Stored rows:
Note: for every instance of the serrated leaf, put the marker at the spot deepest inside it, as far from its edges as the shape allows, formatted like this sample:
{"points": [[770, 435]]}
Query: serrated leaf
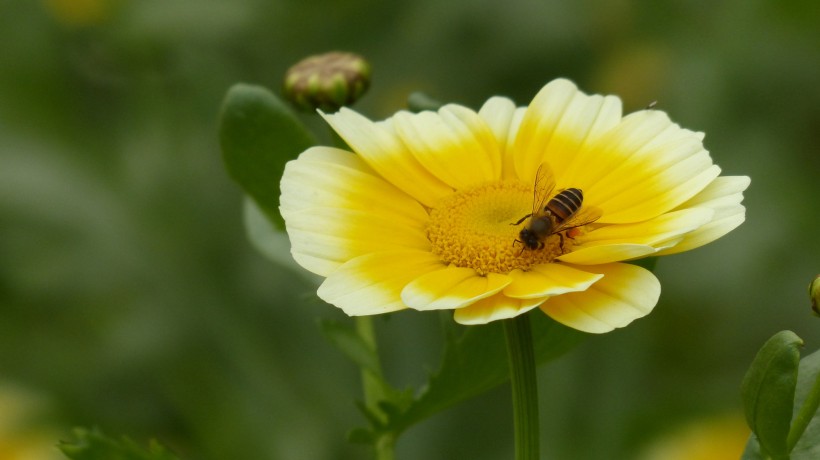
{"points": [[808, 447], [94, 445], [258, 134], [768, 391]]}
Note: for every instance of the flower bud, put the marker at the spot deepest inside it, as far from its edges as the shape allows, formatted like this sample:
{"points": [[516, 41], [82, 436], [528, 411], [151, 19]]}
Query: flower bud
{"points": [[327, 81]]}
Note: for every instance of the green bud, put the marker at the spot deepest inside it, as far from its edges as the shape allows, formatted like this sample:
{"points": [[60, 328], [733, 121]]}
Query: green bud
{"points": [[327, 81]]}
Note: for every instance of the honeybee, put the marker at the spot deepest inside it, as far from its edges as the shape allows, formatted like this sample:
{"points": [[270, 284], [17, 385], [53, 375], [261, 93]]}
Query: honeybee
{"points": [[562, 212]]}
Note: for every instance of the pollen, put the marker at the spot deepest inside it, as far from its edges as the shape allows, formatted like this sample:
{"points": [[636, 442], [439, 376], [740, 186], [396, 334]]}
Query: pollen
{"points": [[475, 228]]}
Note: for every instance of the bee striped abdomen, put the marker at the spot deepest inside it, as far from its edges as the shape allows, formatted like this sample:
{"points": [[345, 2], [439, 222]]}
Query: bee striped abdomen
{"points": [[565, 204]]}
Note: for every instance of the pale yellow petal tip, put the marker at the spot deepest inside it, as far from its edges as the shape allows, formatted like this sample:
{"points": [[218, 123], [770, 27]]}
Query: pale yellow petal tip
{"points": [[626, 293], [495, 308]]}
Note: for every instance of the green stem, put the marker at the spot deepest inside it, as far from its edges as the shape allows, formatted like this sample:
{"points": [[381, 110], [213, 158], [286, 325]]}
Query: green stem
{"points": [[804, 417], [371, 379], [524, 388], [373, 389]]}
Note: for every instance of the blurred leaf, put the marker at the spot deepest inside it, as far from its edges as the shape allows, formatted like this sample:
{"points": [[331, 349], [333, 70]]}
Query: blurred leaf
{"points": [[345, 337], [93, 445], [808, 447], [474, 361], [258, 134], [418, 102], [768, 391]]}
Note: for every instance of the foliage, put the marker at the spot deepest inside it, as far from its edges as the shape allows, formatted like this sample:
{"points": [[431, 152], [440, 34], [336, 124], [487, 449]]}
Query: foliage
{"points": [[781, 395], [94, 445]]}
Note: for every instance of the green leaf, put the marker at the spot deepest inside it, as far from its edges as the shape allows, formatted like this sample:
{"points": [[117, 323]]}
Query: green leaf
{"points": [[93, 445], [808, 447], [258, 134], [768, 391], [418, 102], [474, 361], [345, 337]]}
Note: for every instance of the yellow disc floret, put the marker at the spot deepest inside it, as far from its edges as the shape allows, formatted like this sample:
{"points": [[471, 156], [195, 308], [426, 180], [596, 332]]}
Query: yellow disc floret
{"points": [[473, 229]]}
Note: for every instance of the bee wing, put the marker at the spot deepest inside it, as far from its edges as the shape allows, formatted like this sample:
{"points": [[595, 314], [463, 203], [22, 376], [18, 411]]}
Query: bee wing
{"points": [[584, 216], [542, 189]]}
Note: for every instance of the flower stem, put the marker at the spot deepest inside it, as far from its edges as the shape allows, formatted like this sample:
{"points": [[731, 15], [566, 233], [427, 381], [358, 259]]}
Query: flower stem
{"points": [[373, 388], [805, 415], [524, 388]]}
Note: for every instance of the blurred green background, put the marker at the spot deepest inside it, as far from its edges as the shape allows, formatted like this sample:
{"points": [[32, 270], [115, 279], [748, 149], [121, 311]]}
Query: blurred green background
{"points": [[131, 299]]}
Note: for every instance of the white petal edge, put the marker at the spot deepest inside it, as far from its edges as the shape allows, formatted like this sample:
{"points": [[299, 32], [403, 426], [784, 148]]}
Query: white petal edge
{"points": [[551, 279], [381, 149], [372, 283], [451, 287], [454, 144], [624, 294]]}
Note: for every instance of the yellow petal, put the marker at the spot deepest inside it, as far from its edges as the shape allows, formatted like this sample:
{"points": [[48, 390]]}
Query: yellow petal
{"points": [[451, 287], [336, 208], [618, 242], [494, 308], [504, 119], [548, 280], [558, 121], [455, 145], [644, 167], [624, 294], [595, 255], [335, 235], [723, 197], [724, 190], [381, 149], [372, 283]]}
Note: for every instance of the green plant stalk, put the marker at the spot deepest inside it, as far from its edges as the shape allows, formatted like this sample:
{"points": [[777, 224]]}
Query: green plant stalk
{"points": [[373, 388], [524, 387], [805, 415]]}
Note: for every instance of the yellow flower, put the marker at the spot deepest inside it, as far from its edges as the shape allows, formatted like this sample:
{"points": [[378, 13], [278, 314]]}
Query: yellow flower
{"points": [[420, 215]]}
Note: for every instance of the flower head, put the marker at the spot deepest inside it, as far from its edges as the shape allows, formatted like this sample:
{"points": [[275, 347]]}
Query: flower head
{"points": [[423, 212]]}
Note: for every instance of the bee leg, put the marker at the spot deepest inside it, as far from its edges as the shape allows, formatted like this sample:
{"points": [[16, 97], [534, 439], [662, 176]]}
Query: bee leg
{"points": [[522, 219]]}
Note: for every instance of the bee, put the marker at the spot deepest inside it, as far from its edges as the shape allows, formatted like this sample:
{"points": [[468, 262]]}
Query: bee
{"points": [[564, 211]]}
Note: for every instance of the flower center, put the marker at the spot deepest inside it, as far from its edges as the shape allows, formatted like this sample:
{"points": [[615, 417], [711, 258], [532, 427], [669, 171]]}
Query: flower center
{"points": [[473, 229]]}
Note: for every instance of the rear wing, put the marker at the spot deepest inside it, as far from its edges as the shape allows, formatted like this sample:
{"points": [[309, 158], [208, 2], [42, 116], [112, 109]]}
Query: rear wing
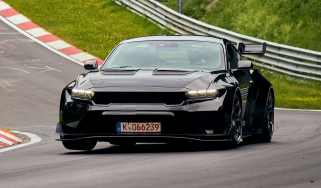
{"points": [[252, 48]]}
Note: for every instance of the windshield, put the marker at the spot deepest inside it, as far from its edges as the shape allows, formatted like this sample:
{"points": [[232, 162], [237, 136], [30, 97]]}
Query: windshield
{"points": [[194, 55]]}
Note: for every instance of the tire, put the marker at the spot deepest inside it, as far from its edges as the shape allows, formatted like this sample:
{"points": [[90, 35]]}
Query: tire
{"points": [[84, 145], [267, 119], [235, 122]]}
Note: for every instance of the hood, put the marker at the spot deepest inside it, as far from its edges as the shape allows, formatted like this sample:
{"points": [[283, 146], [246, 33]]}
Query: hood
{"points": [[134, 80]]}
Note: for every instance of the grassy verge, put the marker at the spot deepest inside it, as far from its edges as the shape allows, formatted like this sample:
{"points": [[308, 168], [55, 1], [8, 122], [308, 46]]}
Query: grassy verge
{"points": [[293, 22], [93, 25], [97, 25], [294, 93]]}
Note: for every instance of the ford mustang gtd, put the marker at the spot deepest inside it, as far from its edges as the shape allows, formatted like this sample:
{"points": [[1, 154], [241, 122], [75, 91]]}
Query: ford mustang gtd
{"points": [[168, 89]]}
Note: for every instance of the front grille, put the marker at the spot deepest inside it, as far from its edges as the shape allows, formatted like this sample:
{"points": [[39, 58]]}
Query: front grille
{"points": [[169, 98]]}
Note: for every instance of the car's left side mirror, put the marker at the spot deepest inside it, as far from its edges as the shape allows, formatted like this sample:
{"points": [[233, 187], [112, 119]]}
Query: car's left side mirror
{"points": [[91, 65], [245, 64]]}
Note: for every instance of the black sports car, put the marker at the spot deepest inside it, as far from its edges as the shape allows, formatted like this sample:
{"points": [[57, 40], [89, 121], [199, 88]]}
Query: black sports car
{"points": [[168, 89]]}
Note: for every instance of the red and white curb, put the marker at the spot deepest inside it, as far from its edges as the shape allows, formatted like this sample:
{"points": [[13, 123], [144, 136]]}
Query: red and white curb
{"points": [[33, 31], [8, 139], [12, 142]]}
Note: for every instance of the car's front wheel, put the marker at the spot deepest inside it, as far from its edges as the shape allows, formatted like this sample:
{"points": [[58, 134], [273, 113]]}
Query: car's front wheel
{"points": [[84, 145], [268, 119]]}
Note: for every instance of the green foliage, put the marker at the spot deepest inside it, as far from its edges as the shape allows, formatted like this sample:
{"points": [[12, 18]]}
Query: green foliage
{"points": [[95, 26], [294, 93], [293, 22]]}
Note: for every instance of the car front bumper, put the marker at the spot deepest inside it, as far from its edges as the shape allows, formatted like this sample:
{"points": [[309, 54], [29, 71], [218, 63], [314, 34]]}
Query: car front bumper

Exercise requirements: Set out exactly the run of lines that begins at the line holding "Note: for every instance of the car's front" and ends at the last line of the data.

Result of the task:
Note: for every instance of the car's front wheel, put the marker at the spot deepest inside it, as far from its edges as the shape allows, formatted like this sample:
{"points": [[58, 134], [273, 113]]}
Query: car's front wheel
{"points": [[84, 145], [268, 119]]}
Note: for every instance of the green foliage, put the marker at the spot deepest inside it, as far from its edges as the shape allows, formatted like this sample:
{"points": [[12, 18]]}
Query: green foliage
{"points": [[95, 26], [294, 93], [293, 22]]}
Note: for every instance of the car front bumper, put the marker at the spot deepest inside it, as far from its edges as the shape allows, formatted like this sample:
{"points": [[309, 54], [29, 71], [218, 63], [314, 34]]}
Query: car front bumper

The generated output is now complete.